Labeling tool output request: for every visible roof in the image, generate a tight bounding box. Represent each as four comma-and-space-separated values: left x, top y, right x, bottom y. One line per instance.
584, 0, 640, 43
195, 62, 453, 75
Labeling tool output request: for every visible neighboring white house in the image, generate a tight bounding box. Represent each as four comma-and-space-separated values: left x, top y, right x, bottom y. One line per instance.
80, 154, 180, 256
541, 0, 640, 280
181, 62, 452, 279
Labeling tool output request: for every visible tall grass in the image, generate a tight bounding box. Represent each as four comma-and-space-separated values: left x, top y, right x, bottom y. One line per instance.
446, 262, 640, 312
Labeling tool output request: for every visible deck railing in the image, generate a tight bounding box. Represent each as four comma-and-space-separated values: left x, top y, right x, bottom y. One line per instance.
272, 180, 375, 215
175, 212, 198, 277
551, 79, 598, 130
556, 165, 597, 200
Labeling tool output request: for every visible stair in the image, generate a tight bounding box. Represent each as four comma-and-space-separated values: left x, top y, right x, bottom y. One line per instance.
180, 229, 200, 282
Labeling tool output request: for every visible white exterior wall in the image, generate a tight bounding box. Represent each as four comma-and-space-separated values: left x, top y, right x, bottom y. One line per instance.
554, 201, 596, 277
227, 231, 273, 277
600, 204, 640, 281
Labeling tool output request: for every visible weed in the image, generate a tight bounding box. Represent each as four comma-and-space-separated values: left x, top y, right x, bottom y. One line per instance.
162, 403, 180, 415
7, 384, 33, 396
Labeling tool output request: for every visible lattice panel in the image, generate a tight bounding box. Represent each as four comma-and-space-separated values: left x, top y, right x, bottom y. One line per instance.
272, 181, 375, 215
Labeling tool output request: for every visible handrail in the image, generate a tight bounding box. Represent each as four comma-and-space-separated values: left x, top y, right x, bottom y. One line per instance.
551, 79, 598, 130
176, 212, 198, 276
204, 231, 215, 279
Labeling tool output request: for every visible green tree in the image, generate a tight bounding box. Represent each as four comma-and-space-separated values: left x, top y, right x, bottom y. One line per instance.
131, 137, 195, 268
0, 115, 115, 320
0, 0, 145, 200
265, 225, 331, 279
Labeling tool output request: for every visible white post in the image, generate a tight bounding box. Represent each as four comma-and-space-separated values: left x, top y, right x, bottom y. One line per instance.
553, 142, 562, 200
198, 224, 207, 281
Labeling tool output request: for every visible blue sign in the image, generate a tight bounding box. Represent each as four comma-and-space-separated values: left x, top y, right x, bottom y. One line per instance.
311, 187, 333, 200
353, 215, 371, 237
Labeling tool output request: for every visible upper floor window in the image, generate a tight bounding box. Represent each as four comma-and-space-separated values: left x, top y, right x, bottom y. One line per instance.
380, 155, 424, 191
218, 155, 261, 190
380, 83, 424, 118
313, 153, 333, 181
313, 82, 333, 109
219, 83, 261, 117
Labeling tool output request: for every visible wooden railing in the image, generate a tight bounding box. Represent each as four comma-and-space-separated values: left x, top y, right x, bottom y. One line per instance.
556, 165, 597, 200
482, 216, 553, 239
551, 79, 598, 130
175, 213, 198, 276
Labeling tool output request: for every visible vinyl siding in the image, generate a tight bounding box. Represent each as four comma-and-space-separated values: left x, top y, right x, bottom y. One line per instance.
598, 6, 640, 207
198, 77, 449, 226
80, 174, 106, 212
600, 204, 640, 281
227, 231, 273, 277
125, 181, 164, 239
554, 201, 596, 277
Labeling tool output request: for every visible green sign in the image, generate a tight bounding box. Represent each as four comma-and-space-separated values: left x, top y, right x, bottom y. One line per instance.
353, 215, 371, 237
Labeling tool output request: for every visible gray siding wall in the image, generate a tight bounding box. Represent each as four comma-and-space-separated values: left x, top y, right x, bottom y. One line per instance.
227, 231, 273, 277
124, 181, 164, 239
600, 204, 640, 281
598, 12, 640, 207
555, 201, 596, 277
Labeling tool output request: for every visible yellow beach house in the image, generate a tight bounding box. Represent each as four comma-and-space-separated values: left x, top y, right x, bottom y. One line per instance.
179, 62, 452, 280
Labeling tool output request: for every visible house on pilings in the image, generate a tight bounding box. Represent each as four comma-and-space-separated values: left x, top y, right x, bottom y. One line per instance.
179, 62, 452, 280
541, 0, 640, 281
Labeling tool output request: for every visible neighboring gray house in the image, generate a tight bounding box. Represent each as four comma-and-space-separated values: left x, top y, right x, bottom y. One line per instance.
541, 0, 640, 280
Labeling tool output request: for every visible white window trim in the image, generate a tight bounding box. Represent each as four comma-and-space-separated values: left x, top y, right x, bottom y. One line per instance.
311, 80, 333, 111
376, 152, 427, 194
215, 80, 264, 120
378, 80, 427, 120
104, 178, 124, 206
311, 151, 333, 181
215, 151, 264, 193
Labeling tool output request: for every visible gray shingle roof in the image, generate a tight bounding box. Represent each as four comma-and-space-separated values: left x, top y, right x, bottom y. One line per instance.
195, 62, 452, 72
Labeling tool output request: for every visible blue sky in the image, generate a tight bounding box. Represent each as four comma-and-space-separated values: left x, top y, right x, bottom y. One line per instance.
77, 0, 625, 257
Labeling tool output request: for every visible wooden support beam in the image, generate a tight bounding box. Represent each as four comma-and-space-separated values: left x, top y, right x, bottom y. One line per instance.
□ □ □ □ □
> Directive:
Render every line of the records above as a Markdown table with the columns Row and Line, numbering the rows in order and leaving out any blank lines.

> Final answer:
| Row | Line |
|---|---|
| 1 | Labeling tool output request: for every visible roof in the image, generate a tight bounding box. Represent each as four comma-and-space-separated values: left x, top y, right x, bottom y. One line per instance. |
| 2 | 584, 0, 640, 43 |
| 3 | 195, 62, 453, 75 |
| 4 | Labeling tool output request: for every visible neighboring white house in the image, generate a tight bounding box. Represent each as four comma-and-space-separated values: left x, top y, right x, bottom y. One line per instance. |
| 5 | 80, 154, 180, 256 |
| 6 | 541, 0, 640, 280 |
| 7 | 181, 62, 452, 279 |
| 8 | Labeling tool output request: for every visible tall grass in the image, generate a tight bounding box. Represent each as four comma-and-space-separated values: left x, top y, right x, bottom y. One line per instance. |
| 9 | 446, 262, 640, 312 |
| 10 | Labeling tool output request: for every visible deck railing in the image, generate a tight bounding box. Represent each as four comma-and-space-separated values: left x, top y, right x, bottom y. One line per instance. |
| 11 | 272, 180, 375, 215 |
| 12 | 175, 212, 198, 277 |
| 13 | 551, 79, 598, 130 |
| 14 | 556, 165, 597, 200 |
| 15 | Labeling tool output request: for every visible stair in the image, generate a tight bounding box. Represent each as four comma-and-space-separated values: left x, top y, right x, bottom y. One line per instance. |
| 16 | 180, 229, 200, 282 |
| 17 | Labeling tool output request: for every visible white exterior wall in the image, generate a tight bounding box. Represent each as four comma-and-space-separated values: left x, top y, right x, bottom y. One line per instance. |
| 18 | 554, 201, 596, 277 |
| 19 | 227, 231, 273, 277 |
| 20 | 600, 204, 640, 281 |
| 21 | Labeling tool output request: for every visible weed in the image, generate a tight bounding box. Represent each as four comma-and-space-separated values: left x, top y, right x, bottom y. One line per instance. |
| 22 | 162, 403, 180, 415 |
| 23 | 7, 384, 33, 396 |
| 24 | Labeling tool output request: for every visible lattice panel in the image, generate a tight bounding box. Represent each as four comma-and-space-separated values: left x, top y, right x, bottom y. One line per instance. |
| 25 | 272, 181, 375, 215 |
| 26 | Labeling tool output request: for every visible handrail in the image, generate a tight bounding box. Represent each as four comma-and-space-separated values: left x, top y, right x, bottom y. One line per instance. |
| 27 | 551, 79, 598, 130 |
| 28 | 176, 212, 198, 276 |
| 29 | 204, 231, 215, 279 |
| 30 | Labeling tool output request: for every visible green tree in the image, generate a tight bounding box. Represent each as four comma-and-space-separated values: left x, top y, right x, bottom y. One line per instance. |
| 31 | 131, 137, 195, 268 |
| 32 | 0, 115, 115, 320 |
| 33 | 0, 0, 145, 200 |
| 34 | 265, 225, 331, 279 |
| 35 | Labeling tool output request: for every visible white post in the image, generate a tight bounding box. Represent each as four comma-and-space-separated values: left x, top y, right x, bottom y. One line per instance. |
| 36 | 553, 142, 562, 200 |
| 37 | 198, 224, 207, 281 |
| 38 | Labeling tool output request: for every visible blue sign in the image, generate a tight bounding box. Represent each as four comma-and-space-separated values: left x, top y, right x, bottom y. One line per instance. |
| 39 | 311, 187, 333, 200 |
| 40 | 353, 215, 371, 237 |
| 41 | Labeling tool output request: for every visible upper floor window in the image, generate a tight bounding box. Represent each as four comma-and-space-separated values: left x, top y, right x, bottom y. One line per instance. |
| 42 | 380, 155, 424, 191 |
| 43 | 218, 155, 261, 190 |
| 44 | 380, 83, 424, 118 |
| 45 | 313, 153, 333, 181 |
| 46 | 313, 82, 333, 109 |
| 47 | 219, 83, 261, 117 |
| 48 | Labeling tool output request: for every visible wooden railing in the image, generate a tight bounding box. Represent each as four comma-and-space-separated values: left x, top y, right x, bottom y. One line per instance. |
| 49 | 556, 165, 597, 200 |
| 50 | 482, 216, 553, 239 |
| 51 | 551, 79, 598, 130 |
| 52 | 175, 213, 198, 276 |
| 53 | Labeling tool output request: for every visible vinyl siding in the image, generate a tight bounding box. Represent each as four comma-and-space-separated values: left x, top y, right x, bottom y. One line per instance. |
| 54 | 598, 6, 640, 207 |
| 55 | 198, 77, 449, 226 |
| 56 | 80, 174, 106, 212 |
| 57 | 600, 204, 640, 281 |
| 58 | 227, 231, 273, 277 |
| 59 | 125, 181, 164, 239 |
| 60 | 554, 201, 596, 277 |
| 61 | Labeling tool output request: for every visible green sign in the image, generate a tight bounding box. Represent each as four comma-and-space-separated values: left x, top y, right x, bottom y. One line per instance. |
| 62 | 353, 215, 371, 237 |
| 63 | Labeling tool output request: for every visible gray siding wall in the image, generate a tight bounding box. Represent each as four comma-and-space-separated values: left x, top y, right x, bottom y. One line per instance. |
| 64 | 227, 231, 273, 277 |
| 65 | 124, 181, 164, 239 |
| 66 | 600, 204, 640, 281 |
| 67 | 598, 12, 640, 207 |
| 68 | 555, 201, 596, 277 |
| 69 | Labeling tool output request: for every visible yellow beach house in the image, generate a tight bounding box. Represent each as four comma-and-space-separated values: left x, top y, right x, bottom y. One line per instance. |
| 70 | 179, 62, 452, 280 |
| 71 | Labeling tool output request: for every visible house on pilings in the image, generate a tight bounding box. Represent each as four comma-and-space-separated values: left x, top y, right x, bottom y. One line per instance. |
| 72 | 179, 62, 452, 280 |
| 73 | 541, 0, 640, 281 |
| 74 | Labeling tool output request: for every visible neighboring gray house in the image, generate a tight bounding box. Represent each as four comma-and-space-separated values: left x, top y, right x, bottom y. One line per instance. |
| 75 | 541, 0, 640, 280 |
| 76 | Labeling tool output request: for every visible white window trim in the image, generate a tight bounding box. Represent each as four comma-and-space-separated values: left x, top y, right x, bottom y. One line per instance. |
| 77 | 311, 80, 333, 111 |
| 78 | 376, 152, 427, 194 |
| 79 | 215, 80, 264, 120 |
| 80 | 378, 80, 427, 120 |
| 81 | 104, 178, 124, 206 |
| 82 | 311, 151, 333, 181 |
| 83 | 215, 151, 264, 193 |
| 84 | Labeling tool output request: for every visible gray shingle roof in the image, generate a tight bounding box. Represent each as four comma-and-space-separated values: left x, top y, right x, bottom y. One line per instance. |
| 85 | 195, 62, 452, 72 |
| 86 | Labeling tool output request: for every visible blue sky in the image, generate a tight bounding box. Represent each as four comma-and-space-separated values: left x, top y, right x, bottom y. One line per instance. |
| 87 | 77, 0, 625, 257 |
| 88 | Labeling tool output request: for every visible wooden support beam in the image, generate a tight bounding box. Represent each as four comma-and-space-separated values: left x, top y, right x, bottom y. One line per instance. |